**BRIEF**
Please copy out the rows below with "photo" replaced by "image" wherever it occurs, keeping everything else unchanged. Leave the pictures out of your answer.

**DATASET RECORDS**
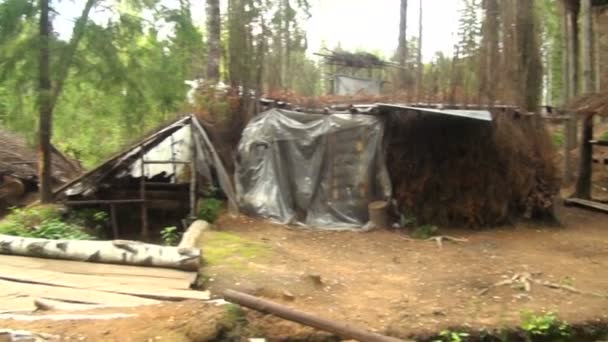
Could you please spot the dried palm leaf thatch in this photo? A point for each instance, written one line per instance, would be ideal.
(464, 172)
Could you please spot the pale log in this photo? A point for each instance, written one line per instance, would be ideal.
(122, 252)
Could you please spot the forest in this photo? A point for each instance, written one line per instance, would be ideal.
(114, 78)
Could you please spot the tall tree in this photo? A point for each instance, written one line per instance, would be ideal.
(213, 40)
(490, 60)
(402, 47)
(49, 95)
(45, 107)
(583, 184)
(420, 66)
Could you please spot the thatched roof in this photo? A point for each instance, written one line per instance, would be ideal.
(593, 103)
(19, 160)
(354, 60)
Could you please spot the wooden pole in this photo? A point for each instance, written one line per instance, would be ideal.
(145, 234)
(343, 330)
(583, 184)
(114, 221)
(193, 197)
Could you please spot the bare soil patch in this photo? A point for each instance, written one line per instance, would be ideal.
(378, 280)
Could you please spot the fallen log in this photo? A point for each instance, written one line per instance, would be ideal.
(65, 317)
(43, 304)
(343, 330)
(112, 252)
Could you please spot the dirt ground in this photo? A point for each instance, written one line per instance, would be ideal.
(378, 280)
(384, 282)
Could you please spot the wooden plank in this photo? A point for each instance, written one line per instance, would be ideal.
(345, 330)
(587, 204)
(599, 142)
(166, 162)
(134, 286)
(95, 202)
(16, 296)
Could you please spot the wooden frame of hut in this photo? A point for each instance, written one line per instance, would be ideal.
(164, 171)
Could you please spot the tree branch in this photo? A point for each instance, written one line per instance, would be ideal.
(68, 55)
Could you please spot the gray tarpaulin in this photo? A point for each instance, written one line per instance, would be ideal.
(312, 169)
(347, 85)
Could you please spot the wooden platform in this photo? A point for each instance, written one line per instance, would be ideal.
(22, 279)
(587, 204)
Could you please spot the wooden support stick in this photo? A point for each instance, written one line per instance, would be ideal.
(343, 330)
(144, 209)
(114, 221)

**IN RESPONSE**
Could you please spot the dried palm leaf thatch in this image? A point for each instance, written one line per instance, would be ideal.
(464, 172)
Could you please spot the pale log in this image? A point for each instance, written one line per instance, would be ideal.
(122, 252)
Could you please spot the forest in this image? A point for each instance, written one line per instance, would be ideal.
(114, 78)
Could you please spot the tall tree in this image? A point for each instance, written one line per instance, would be ideal.
(213, 40)
(490, 60)
(402, 47)
(49, 95)
(45, 107)
(583, 184)
(420, 66)
Could you please spot the thatched roof in this image? A point for each instance, written one line per instance, would be ideal.
(593, 103)
(19, 160)
(354, 60)
Could you please spot the wooden pole in this image? A point for each instance, written one line per instance, would be ideal.
(145, 234)
(343, 330)
(583, 184)
(114, 221)
(193, 197)
Could you please spot the bare soil patch in this image? A point for each instance, written one line per instance, would be ideal.
(378, 280)
Could you please spot the fallen log in this image? A point for each instance, written one line per instance, would be ideal.
(65, 317)
(43, 304)
(343, 330)
(112, 252)
Could you please spot the dirt ground in this image? A point for each instance, written one line per instance, would be ideal.
(378, 280)
(384, 282)
Could you please spot the wooden plank in this image? A point for each instance, written one line per instance, would be ideal.
(345, 330)
(587, 204)
(599, 142)
(166, 162)
(134, 286)
(95, 202)
(16, 296)
Could you please spot the wooden frame of hut in this image? A point for each instance, written one line per instance, would be ideal.
(164, 171)
Could you please spot the tree branch in this image? A point for each instance, written one line per instance, would be ideal.
(68, 55)
Could you please spot the gray tarpaulin in this image? A point for each instance, written one line per instance, would be ideal.
(312, 169)
(347, 85)
Could you please spot the wooden platform in this image? A point for each instance, written one line per instance, would be ideal.
(22, 279)
(587, 204)
Could you please spot the wooden support stick in this image? A point for each instance, written one line per instance, would be ideal.
(343, 330)
(144, 209)
(114, 221)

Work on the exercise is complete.